REQUIRED WORK ▸ Replace "instance" with "occurrence" throughout everything from the line containing "Tag the black graduation" down to the end of the records, and write out those lines again with nothing else altered.

-------

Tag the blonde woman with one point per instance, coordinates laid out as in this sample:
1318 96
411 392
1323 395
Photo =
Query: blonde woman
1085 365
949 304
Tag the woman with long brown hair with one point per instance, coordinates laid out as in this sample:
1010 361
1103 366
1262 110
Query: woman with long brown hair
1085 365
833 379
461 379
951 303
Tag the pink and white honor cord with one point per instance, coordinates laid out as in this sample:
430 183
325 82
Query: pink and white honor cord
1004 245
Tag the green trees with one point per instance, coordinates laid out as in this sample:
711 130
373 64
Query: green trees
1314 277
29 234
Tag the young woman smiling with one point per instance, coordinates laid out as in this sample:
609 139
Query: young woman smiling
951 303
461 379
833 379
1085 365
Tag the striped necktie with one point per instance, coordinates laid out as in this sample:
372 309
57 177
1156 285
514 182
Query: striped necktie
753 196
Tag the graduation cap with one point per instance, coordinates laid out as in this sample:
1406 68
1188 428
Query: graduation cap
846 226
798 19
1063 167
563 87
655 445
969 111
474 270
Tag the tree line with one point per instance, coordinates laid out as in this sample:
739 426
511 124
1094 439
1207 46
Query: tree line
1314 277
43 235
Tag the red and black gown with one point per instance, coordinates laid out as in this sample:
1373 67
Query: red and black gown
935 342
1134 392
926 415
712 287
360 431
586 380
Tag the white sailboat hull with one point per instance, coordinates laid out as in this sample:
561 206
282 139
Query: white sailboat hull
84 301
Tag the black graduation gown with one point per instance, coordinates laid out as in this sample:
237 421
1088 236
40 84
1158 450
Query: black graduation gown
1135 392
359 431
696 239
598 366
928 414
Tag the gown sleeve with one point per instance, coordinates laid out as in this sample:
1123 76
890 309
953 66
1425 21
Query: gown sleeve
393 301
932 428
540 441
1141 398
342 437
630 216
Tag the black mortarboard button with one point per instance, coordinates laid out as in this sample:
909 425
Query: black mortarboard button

-------

TASK RESPONSE ▸
Tag the black graduation gown with one point per occurrence, coordinates laid out as in this sample:
237 421
1088 236
40 84
1158 450
Query: black graduation gown
1135 392
359 431
696 239
598 366
928 414
Tag the gown sleeve with one point per occurrence, coordinates laid out as in this sample:
1123 76
890 309
953 66
1425 21
Query: gown sleeve
393 301
932 428
540 441
1141 398
342 437
630 216
Tag the black mortarboard button with one point per occurrence, coordinates laid out as in this sample:
909 425
Query: black mortarboard button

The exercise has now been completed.